Un mesto francobollo celebrerà il prossimo 12 marzo il centenario di un blasé senza blasone, di un Savoia immaginario, di un vampiro assetato di sangue blu che impalma solo quarti di Caracciolo (Marella). Se per gli italiani Gianni Agnelli è un monumento, per Gianni Agnelli ogni italiano è un numero di targa. Il suo Fiat-appeal rimbalza fra i salotti come un dildo caricato a molla. Le donne: Monica Guerritore e Jackie Kennedy, Anita Ekberg e Sonia Braga, Lory Del Santo e Dalila Di Lazzaro che di lui disse: «Era un uomo affascinante, ma sul piano umano non mi ha mai entusiasmato. Nelle grandi famiglie spesso è così, i sentimenti vengono te- nuti a freno, non c’è tempo per gli altri, nemmeno per i figli, uno pensa a godersi la sua vita e del resto se ne fotte».

L’Avvocato libertino se la cavava così: «Ho conosciuto mariti fedeli che erano pessimi mariti. E ho conosciuti mariti infedeli che erano ottimi mariti. Le due cose non vanno necessariamente insieme». Aggiungeva: «Si può far tutto, ma la famiglia non si può lasciare».

Incensato dai giornali, invidiato dai lettori, leccato da tutti gli altri, l’Avvocato ha sofferto un solo vero problema esistenziale: la noia. E usa una frase geniale per togliersi di torno chi lo ha stufato: «Caro, non voglio approfittare ulteriormente del suo tempo».
◇ ◇ ◇
_Istruzione 1_.
Riformuli in modo più conciso il paragrafo del brano su Gianni Agnelli che comincia con «Incensato dai giornali», conservandone i fatti principali.
◇ ◇ ◇
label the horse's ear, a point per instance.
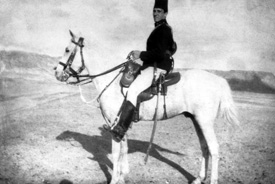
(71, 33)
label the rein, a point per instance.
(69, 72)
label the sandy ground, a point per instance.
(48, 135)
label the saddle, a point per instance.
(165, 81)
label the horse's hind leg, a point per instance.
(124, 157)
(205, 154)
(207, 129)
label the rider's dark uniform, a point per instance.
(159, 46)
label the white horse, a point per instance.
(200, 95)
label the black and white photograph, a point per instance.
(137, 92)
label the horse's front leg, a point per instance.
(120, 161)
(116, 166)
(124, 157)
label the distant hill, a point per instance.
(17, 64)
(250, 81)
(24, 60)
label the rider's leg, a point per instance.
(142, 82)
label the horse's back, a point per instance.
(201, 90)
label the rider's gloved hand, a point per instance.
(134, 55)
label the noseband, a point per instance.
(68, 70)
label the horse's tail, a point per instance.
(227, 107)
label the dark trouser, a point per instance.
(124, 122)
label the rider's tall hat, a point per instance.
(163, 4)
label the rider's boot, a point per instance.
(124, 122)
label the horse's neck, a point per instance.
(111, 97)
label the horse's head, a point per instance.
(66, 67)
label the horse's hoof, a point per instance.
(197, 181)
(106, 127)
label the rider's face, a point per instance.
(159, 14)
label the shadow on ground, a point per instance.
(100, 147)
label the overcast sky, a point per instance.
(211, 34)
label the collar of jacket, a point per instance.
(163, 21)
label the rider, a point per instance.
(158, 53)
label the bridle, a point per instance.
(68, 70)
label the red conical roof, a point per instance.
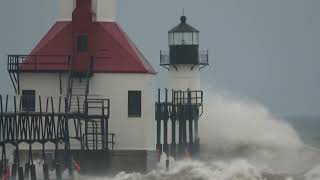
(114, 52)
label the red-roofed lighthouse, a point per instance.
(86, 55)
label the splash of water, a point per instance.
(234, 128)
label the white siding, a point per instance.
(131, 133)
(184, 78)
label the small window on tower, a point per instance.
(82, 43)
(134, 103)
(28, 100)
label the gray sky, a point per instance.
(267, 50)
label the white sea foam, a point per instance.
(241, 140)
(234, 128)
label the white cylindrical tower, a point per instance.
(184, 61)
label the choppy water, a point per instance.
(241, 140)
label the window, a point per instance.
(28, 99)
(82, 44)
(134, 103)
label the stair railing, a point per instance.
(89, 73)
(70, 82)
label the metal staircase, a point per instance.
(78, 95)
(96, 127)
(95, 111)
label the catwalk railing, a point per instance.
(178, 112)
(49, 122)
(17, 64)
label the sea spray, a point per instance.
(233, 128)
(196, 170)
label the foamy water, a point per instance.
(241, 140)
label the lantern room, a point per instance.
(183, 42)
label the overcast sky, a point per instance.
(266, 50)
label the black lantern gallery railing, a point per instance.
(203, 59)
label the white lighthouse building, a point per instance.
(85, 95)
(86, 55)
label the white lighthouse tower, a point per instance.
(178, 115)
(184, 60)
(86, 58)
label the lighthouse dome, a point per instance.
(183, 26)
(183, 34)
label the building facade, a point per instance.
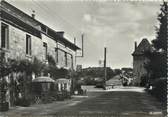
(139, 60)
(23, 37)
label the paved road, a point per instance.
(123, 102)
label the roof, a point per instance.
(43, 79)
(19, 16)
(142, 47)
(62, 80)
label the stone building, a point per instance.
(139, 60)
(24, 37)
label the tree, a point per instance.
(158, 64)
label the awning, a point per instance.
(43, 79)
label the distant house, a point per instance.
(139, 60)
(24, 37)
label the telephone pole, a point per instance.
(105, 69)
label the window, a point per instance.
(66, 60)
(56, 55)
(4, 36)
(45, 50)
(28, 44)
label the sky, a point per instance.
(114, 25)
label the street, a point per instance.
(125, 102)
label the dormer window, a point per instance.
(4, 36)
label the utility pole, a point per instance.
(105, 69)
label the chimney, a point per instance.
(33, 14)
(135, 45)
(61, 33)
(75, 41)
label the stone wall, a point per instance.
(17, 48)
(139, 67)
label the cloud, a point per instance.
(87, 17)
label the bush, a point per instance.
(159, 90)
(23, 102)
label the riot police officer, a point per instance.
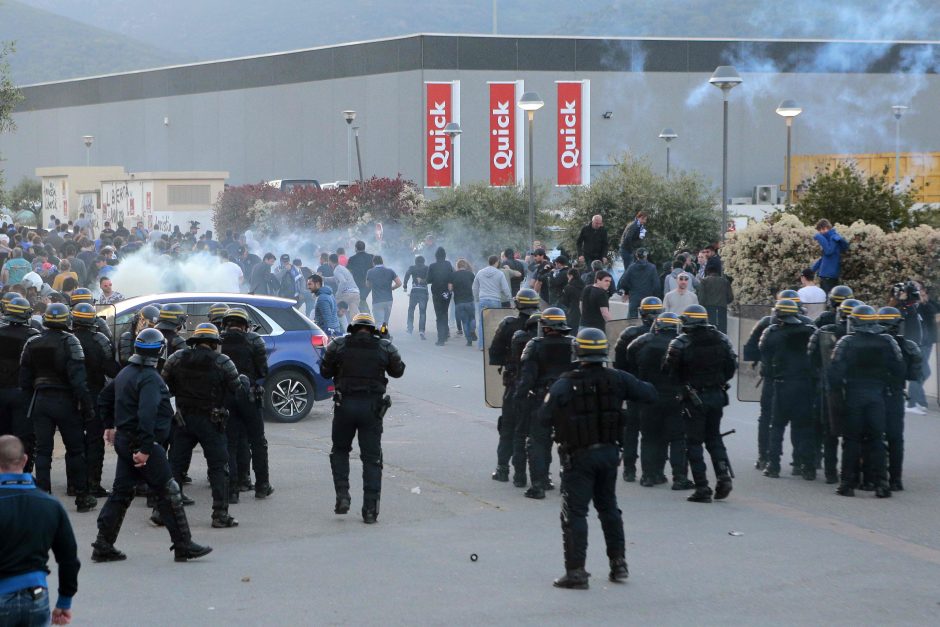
◇ ◇ ◇
_Istruzione 2_.
Conti quante righe dell'elenco contengono la parola «building», tenendo conto della distinzione tra maiuscole e minuscole, e indichi soltanto il numero.

_Risposta 1_.
Celebrato dalla stampa, invidiato dai lettori e adulato da tutti, l'Avvocato ebbe un solo vero problema esistenziale: la noia. Per liberarsi di chi lo aveva stancato usava una frase geniale: «Caro, non voglio approfittare ulteriormente del suo tempo».

_Risposta 2_.
3